TEXT PROVIDED Block Start

During the war, he started cutting folk’s hair “for something to do,” and he kept cutting hair after he got back from Korea and worked his way up on the Railroad, serving as a fireman, conductor, and freight engineer.  When the war started in Vietnam, he signed up again and served in combat as an NCO, not because he had to but “because, Pat, my country needed me.”

Harry returned from his second war and went back to work on the Railroad, and eventually retired from there and started up the shop “for something to do.”

Harry was married to one woman his whole life.  When she got sick and confined to a wheelchair, and then to bed, he cared for her.  He never complained, and never missed an opportunity to tell me how much he loved her and felt he didn’t deserve someone so special.  When she died was one of the few times I saw him visibly sad.  They’d been married for 35 years.  When I told him how much I was impressed by his devotion to her, he reminded me how blessed he considered himself to have been able to do it.

Harry and Jo raised four kids in Randlett, OK.  He loved them and made sure I knew how precious kids were.  One of their sons had been in an accident many years before and was  mentally handicapped.  Harry was so proud of him, and would brag about both his accomplishments and his heart.  “Pat, it’s not easy, but the Lord has blessed me more than I deserve.”

Harry kicked cancer’s butt.  Three times, including once from the lungs.  He’d had enough surgery and chemo to have plenty to complain about, but he never did.  And he said he felt pretty good – not like a teenager, but good enough to take up skydiving with the “Over 60” club.

TEXT PROVIDED Block End
SUPPLIED MATERIAL Block Start

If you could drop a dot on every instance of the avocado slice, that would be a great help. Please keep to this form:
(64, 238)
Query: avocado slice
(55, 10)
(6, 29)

SUPPLIED MATERIAL Block End

### WORK INSTRUCTION A
Answer these from the passage about Harry:
(i) What three jobs did Harry hold on the Railroad?
(ii) How many years had Harry and his wife been married?
(iii) In what town did Harry and Jo raise their kids?
### WORK INSTRUCTION B
In the passage about Harry, reproduce everything from "Harry returned from" down to "able to do it.".

### REPLY A
(i) Fireman, conductor, and freight engineer
(ii) 35 years
(iii) Randlett, OK

### REPLY B
Harry returned from his second war and went back to work on the Railroad, and eventually retired from there and started up the shop “for something to do.”

Harry was married to one woman his whole life.  When she got sick and confined to a wheelchair, and then to bed, he cared for her.  He never complained, and never missed an opportunity to tell me how much he loved her and felt he didn’t deserve someone so special.  When she died was one of the few times I saw him visibly sad.  They’d been married for 35 years.  When I told him how much I was impressed by his devotion to her, he reminded me how blessed he considered himself to have been able to do it.